Problem requirements → Would you count how many lines of the entries below include the word "sepal"? Give nothing but the number.

- - - - -

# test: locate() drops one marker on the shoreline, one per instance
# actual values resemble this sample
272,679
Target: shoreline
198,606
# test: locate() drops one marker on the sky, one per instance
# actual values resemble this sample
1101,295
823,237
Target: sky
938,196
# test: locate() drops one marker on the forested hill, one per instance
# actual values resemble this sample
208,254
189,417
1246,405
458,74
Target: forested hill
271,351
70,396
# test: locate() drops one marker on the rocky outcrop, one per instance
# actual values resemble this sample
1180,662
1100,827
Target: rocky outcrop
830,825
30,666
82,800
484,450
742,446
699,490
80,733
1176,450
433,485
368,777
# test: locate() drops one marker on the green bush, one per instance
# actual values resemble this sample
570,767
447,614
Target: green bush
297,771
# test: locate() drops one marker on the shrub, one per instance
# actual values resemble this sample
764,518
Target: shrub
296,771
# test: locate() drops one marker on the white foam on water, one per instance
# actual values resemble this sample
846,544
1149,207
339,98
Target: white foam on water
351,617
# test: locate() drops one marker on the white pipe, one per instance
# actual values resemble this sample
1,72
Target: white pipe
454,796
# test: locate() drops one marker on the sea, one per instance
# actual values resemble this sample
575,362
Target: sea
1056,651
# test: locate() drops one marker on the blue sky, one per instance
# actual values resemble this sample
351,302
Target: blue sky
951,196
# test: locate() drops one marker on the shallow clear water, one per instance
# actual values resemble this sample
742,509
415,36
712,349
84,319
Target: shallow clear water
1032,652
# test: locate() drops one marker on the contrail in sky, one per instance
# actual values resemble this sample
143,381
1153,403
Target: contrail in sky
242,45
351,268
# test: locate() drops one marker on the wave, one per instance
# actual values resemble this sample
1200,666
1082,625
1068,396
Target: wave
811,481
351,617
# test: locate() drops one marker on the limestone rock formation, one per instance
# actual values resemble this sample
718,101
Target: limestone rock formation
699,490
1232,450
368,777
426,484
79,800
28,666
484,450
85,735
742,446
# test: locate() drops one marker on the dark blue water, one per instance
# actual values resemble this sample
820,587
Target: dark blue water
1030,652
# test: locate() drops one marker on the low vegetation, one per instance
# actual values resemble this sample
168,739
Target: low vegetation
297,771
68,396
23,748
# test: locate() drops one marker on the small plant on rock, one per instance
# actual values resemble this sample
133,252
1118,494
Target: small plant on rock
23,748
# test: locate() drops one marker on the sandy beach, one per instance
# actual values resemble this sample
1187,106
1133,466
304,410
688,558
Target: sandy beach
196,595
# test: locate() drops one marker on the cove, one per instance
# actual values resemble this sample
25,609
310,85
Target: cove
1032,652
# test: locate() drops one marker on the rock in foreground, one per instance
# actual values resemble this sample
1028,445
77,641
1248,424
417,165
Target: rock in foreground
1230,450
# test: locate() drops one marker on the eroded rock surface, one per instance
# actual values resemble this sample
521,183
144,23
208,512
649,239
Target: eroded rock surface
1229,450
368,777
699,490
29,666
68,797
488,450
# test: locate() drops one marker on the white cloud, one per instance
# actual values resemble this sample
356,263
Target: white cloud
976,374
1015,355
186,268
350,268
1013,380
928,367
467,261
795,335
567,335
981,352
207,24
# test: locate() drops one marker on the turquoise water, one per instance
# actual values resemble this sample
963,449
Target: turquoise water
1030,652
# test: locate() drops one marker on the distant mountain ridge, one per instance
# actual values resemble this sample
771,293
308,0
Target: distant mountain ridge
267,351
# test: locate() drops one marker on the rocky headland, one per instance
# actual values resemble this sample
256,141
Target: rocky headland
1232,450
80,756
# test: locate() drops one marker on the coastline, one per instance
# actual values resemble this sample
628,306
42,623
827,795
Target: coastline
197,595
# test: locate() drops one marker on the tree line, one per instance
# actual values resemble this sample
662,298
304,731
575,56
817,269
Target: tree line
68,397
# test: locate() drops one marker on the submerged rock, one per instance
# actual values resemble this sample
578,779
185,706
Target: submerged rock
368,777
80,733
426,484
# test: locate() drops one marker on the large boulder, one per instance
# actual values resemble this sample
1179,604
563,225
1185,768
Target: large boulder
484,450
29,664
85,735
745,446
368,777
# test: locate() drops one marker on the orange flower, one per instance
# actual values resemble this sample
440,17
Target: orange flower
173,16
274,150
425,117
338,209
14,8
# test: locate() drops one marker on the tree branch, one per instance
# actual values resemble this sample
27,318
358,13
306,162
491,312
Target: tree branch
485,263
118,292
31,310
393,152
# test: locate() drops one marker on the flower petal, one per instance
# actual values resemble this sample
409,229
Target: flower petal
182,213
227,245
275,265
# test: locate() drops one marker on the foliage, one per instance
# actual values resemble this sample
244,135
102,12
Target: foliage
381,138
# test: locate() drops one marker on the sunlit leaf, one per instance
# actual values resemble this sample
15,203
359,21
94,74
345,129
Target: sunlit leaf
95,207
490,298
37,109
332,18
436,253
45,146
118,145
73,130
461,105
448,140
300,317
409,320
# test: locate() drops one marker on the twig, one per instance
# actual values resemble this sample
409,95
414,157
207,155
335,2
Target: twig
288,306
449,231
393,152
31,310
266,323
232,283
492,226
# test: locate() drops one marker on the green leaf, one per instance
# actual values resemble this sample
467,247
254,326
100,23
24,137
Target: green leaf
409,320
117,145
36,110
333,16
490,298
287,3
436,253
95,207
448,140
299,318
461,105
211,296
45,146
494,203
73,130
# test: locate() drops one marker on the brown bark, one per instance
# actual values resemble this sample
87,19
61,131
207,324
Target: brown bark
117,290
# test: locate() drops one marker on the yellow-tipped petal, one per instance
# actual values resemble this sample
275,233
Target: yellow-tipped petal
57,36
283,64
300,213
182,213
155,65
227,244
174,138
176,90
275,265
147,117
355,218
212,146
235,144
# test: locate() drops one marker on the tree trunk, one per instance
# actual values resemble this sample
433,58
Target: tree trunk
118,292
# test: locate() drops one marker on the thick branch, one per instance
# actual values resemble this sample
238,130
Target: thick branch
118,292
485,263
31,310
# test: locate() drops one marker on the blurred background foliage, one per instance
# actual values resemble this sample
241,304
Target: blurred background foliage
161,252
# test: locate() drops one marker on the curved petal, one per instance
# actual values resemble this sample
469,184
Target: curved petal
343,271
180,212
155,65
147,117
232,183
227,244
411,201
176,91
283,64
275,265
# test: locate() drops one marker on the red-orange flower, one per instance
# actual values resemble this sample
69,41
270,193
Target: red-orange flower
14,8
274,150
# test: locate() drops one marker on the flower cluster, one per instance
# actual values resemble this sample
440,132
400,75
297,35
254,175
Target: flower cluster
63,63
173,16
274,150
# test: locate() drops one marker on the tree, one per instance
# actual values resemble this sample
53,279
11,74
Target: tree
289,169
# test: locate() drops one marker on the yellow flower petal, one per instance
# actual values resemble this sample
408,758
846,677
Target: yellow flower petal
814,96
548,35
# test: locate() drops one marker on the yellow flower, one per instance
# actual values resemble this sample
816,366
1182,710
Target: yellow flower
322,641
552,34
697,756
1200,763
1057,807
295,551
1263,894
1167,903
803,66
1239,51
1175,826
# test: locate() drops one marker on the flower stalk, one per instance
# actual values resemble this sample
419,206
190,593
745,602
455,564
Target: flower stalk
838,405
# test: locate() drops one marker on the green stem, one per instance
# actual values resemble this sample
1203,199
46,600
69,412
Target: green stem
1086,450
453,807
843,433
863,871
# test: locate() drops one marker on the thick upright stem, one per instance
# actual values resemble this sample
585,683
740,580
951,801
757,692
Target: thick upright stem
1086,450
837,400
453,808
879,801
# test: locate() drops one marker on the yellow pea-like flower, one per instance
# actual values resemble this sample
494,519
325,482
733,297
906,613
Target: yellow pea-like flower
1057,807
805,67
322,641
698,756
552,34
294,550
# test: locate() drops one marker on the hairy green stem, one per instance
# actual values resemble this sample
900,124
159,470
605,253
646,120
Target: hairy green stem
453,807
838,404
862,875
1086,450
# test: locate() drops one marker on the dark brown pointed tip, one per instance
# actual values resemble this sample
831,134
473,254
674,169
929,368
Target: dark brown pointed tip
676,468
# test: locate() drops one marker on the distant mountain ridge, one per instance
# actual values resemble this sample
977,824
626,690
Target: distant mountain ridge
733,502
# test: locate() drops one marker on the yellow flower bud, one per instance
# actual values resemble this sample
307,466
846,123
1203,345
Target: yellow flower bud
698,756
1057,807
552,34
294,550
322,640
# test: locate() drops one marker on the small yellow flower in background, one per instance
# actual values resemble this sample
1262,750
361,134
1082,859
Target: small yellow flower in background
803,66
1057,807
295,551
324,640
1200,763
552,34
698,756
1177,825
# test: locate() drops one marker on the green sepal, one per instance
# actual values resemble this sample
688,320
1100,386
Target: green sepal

- - - - -

Answer to this task → 2